**Dataset content**.
======

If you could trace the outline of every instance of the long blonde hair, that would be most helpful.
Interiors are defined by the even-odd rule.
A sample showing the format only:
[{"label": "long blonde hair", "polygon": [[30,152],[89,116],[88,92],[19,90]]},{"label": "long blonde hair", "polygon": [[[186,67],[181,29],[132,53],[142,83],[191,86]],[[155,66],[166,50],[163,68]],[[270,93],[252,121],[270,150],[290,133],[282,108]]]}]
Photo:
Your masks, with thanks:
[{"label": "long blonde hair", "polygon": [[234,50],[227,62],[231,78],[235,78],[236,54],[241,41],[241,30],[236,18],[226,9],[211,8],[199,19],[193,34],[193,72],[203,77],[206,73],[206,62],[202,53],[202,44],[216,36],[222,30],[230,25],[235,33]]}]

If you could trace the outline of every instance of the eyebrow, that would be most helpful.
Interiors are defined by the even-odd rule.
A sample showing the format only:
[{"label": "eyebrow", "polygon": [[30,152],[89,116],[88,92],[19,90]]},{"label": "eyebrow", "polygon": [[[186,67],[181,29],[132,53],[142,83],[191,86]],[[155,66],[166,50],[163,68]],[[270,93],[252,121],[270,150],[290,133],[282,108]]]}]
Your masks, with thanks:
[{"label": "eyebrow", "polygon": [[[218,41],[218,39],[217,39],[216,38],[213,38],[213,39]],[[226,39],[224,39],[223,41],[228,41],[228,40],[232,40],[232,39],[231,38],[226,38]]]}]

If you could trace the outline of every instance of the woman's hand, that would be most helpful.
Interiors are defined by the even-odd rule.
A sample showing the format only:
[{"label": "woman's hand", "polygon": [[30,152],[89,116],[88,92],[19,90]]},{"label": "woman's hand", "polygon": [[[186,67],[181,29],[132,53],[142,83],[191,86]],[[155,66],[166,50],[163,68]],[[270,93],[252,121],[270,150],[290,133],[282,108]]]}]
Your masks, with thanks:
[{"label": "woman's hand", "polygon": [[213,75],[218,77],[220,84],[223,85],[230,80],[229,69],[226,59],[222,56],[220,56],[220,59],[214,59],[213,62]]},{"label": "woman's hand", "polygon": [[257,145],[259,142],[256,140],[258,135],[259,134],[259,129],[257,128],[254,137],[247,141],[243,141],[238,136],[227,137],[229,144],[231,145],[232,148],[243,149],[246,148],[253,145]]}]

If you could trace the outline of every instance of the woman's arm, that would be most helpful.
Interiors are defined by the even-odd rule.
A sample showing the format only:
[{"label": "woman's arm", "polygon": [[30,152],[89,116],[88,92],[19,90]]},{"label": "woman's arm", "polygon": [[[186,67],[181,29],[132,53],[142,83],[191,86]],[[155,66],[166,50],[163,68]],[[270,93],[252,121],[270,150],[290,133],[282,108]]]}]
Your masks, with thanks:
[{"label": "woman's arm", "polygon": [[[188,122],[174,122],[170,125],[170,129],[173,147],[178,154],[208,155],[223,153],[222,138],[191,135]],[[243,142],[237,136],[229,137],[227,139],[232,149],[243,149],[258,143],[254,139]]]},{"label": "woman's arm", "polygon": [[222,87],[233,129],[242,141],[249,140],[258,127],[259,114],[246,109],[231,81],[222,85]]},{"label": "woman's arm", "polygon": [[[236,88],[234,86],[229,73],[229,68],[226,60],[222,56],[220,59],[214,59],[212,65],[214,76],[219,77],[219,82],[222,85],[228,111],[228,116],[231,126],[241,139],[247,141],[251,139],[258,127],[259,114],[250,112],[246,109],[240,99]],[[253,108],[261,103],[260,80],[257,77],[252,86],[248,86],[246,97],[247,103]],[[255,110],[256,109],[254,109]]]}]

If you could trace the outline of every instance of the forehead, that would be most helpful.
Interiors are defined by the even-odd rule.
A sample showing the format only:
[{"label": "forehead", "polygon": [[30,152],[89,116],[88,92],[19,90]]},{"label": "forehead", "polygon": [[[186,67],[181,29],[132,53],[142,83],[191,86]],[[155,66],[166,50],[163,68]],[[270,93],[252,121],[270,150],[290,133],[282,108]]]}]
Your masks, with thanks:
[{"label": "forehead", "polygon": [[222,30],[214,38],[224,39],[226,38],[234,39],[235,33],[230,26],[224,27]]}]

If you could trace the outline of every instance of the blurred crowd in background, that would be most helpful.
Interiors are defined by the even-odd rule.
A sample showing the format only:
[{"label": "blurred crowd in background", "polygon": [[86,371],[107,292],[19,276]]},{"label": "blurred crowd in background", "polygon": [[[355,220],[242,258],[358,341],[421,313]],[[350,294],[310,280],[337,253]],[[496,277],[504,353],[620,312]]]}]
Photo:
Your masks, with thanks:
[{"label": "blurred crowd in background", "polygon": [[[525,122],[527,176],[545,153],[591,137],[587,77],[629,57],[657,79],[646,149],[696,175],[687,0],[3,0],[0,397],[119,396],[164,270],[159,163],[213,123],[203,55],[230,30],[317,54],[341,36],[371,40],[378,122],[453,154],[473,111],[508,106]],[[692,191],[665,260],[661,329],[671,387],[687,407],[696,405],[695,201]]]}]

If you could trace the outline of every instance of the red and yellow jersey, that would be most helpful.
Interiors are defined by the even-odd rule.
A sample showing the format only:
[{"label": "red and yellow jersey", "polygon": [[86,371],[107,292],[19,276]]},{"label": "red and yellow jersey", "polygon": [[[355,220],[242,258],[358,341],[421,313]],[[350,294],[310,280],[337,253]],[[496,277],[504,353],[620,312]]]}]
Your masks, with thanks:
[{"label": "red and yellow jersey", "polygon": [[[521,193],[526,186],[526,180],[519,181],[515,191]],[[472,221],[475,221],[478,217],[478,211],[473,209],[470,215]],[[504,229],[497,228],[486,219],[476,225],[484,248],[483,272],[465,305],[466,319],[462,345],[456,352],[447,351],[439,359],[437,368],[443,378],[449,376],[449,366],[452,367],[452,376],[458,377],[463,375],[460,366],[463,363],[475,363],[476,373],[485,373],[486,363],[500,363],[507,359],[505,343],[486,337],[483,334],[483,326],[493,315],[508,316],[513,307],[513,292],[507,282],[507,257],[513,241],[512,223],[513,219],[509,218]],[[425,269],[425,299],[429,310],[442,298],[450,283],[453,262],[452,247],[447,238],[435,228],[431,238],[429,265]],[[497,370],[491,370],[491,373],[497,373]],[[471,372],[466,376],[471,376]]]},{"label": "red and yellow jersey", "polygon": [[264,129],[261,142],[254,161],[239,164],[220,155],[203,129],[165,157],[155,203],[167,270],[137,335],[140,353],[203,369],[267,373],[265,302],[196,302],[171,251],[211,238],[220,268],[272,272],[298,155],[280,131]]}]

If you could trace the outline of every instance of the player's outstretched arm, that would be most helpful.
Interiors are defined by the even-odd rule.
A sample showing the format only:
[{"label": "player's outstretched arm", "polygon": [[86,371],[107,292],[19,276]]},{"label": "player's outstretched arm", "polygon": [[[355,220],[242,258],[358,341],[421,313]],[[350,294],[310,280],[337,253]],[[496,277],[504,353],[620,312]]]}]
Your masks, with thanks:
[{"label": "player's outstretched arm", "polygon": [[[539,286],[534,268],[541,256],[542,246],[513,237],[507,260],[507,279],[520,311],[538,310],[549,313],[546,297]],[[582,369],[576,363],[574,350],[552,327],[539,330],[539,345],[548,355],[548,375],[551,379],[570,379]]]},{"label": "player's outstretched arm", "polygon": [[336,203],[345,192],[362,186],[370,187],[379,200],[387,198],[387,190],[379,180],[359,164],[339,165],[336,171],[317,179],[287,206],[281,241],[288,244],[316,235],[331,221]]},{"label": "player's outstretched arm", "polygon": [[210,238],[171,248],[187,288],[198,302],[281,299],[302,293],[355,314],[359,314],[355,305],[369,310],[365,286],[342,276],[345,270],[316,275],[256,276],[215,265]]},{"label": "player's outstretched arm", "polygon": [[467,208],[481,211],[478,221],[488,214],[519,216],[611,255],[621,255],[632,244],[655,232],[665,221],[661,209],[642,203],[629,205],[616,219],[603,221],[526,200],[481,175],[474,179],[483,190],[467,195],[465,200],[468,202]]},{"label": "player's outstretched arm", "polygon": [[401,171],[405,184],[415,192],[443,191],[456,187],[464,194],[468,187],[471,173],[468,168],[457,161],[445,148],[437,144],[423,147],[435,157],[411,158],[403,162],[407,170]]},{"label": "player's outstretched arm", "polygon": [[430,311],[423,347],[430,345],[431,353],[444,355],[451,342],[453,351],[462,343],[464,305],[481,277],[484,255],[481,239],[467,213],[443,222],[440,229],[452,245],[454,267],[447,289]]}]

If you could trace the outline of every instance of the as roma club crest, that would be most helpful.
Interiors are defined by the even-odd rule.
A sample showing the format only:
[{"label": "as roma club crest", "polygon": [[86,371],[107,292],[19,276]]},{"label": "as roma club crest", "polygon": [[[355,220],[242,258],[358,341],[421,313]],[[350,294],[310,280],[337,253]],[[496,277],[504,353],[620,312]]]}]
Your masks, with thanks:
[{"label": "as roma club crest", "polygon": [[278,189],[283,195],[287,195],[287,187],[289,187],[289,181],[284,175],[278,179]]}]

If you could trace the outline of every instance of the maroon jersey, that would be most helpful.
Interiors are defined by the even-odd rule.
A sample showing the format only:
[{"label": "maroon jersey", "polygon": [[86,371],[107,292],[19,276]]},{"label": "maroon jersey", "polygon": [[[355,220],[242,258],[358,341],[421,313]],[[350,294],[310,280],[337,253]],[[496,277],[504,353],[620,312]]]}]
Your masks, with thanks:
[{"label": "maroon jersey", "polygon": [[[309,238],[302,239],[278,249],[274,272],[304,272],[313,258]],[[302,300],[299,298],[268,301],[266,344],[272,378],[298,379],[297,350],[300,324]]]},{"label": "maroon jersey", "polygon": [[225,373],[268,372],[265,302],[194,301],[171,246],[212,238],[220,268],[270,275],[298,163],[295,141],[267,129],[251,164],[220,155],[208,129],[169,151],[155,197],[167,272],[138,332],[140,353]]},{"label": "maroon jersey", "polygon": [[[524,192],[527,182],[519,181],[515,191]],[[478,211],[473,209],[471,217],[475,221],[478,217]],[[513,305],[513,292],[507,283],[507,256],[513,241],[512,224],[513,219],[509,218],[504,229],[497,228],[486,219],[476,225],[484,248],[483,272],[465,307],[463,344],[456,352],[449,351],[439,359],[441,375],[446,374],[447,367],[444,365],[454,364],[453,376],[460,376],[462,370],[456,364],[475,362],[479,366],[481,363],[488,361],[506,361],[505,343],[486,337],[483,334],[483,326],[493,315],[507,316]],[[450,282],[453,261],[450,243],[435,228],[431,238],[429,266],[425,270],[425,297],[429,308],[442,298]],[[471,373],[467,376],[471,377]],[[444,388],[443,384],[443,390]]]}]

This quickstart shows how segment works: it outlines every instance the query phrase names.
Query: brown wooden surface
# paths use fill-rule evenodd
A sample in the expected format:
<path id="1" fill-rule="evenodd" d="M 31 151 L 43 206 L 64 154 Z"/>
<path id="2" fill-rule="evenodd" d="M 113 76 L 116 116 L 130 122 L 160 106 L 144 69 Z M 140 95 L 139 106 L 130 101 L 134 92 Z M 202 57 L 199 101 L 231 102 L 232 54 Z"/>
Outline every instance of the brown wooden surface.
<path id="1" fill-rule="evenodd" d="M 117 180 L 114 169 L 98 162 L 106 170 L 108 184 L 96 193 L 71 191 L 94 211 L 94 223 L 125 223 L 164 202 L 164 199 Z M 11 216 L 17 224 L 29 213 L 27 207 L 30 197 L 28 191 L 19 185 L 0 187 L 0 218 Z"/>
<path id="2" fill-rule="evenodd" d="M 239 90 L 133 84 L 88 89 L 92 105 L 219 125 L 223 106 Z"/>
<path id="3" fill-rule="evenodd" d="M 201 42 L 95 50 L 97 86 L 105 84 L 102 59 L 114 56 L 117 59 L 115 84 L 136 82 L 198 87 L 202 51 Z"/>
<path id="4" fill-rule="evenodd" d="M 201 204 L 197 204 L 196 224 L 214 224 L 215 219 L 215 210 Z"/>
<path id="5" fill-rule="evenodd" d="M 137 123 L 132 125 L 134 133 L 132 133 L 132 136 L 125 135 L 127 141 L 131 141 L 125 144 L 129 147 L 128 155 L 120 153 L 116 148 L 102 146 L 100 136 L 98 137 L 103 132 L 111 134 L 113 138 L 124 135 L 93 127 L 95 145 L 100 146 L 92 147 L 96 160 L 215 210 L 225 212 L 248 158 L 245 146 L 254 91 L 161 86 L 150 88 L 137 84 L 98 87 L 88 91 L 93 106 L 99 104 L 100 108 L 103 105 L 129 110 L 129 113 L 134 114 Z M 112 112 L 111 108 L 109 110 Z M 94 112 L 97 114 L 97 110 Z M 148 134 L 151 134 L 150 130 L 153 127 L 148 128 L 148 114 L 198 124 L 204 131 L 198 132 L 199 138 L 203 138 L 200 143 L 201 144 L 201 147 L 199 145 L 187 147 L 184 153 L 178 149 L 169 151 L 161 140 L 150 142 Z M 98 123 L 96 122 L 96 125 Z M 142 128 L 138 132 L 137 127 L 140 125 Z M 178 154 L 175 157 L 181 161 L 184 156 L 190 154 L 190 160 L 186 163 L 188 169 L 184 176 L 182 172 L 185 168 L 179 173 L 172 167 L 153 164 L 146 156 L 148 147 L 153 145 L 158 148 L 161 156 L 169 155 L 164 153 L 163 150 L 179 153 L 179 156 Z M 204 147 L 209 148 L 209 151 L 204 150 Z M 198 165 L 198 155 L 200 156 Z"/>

======

Retype the records verbatim, beginning at the line that contains "This quickstart shows" and stopping after the line that contains "239 90 L 133".

This quickstart shows how segment works: it outlines every instance the query phrase names.
Query: brown wooden surface
# paths use fill-rule evenodd
A sample in the expected format:
<path id="1" fill-rule="evenodd" d="M 31 151 L 43 206 L 64 154 Z"/>
<path id="2" fill-rule="evenodd" d="M 113 76 L 116 116 L 130 122 L 160 106 L 144 69 Z M 140 95 L 139 106 L 130 101 L 134 92 Z M 202 57 L 199 101 L 231 102 L 232 54 Z"/>
Outline every instance of the brown wooden surface.
<path id="1" fill-rule="evenodd" d="M 117 180 L 114 169 L 98 162 L 106 170 L 108 184 L 96 193 L 71 191 L 94 211 L 94 223 L 125 223 L 164 202 L 164 199 Z M 11 216 L 17 224 L 29 213 L 27 207 L 30 197 L 28 191 L 19 185 L 0 187 L 0 218 Z"/>
<path id="2" fill-rule="evenodd" d="M 239 90 L 133 84 L 88 89 L 92 105 L 219 125 L 223 106 Z"/>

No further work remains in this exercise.